If the shoe fits

16 janvier 2013 à 23:22

Reboots, remakes et spin-offs. Le triangle des Bermudes de la téléphagie.
Il est désormais très difficile de prendre au sérieux la plupart des projets de séries réemployant un pitch et/ou des personnages connus du grand public. Et si, avant, les networks américains faisaient encore quelques véritables efforts, depuis 2007, ils ne font même plus semblant et le maître-mot est dorénavant de ne jamais laisser une seule franchise reposer en paix. Ah, vous avez voulu comparer la télévision au cinéma, eh bien ça y est, on y est, les pratiques sont les mêmes !
Qu’y avait-il à attendre de The Carrie Diaries, dans le fond ? Le network le moins convaincant de tous (oui, moins encore que NBC) commandant une ressucée facile à destination du public adolescent, c’était couru d’avance. Est-ce que ça valait vraiment le coup de s’atteler au pilote, sachant que le résultat semblant connu de tous avant même que la première scène n’ait été tournée ? Eh bien oui, et pas seulement en vertu du défi que whisperintherain et moi-même nous sommes fixés…

OUI.
Oui ça valait la peine de donner sa chance à ce pilote, de faire fi de quelques préjugés et d’accepter l’éventualité que The Carrie Diaries ne serait pas tout-à-fait à chier, parce que la série essaye vraiment de toutes ses forces d’être au niveau. Oh, je ne dis pas qu’elle y réussit à chaque fois, mais diantre, elle essaye plus fort que les deux tiers des pilotes qu’on a vus jusque là, et étant donné le défi qu’on s’est lancés cette saison, des pilotes, j’en ai vus !

________________________________________

= Tâche 1 =
D'après l'extrait sur The Carrie Diaries, depuis quelle année les networks américains ne font-ils même plus semblant de faire des efforts ?
= Tâche 2 =
Reproduisez fidèlement le passage de l'extrait sur The Carrie Diaries qui commence à « Oui ça valait » et se termine à « j’en ai vus ! ».

Enregistrements contenus dans un jeu de données
________________________________________

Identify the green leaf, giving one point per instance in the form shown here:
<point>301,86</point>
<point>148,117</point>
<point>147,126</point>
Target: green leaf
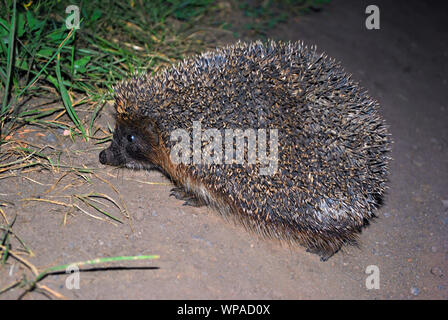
<point>80,64</point>
<point>20,24</point>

________________________________________

= Réponse attendue 1 =
Depuis 2007.

= Réponse attendue 2 =
Oui ça valait la peine de donner sa chance à ce pilote, de faire fi de quelques préjugés et d’accepter l’éventualité que The Carrie Diaries ne serait pas tout-à-fait à chier, parce que la série essaye vraiment de toutes ses forces d’être au niveau. Oh, je ne dis pas qu’elle y réussit à chaque fois, mais diantre, elle essaye plus fort que les deux tiers des pilotes qu’on a vus jusque là, et étant donné le défi qu’on s’est lancés cette saison, des pilotes, j’en ai vus !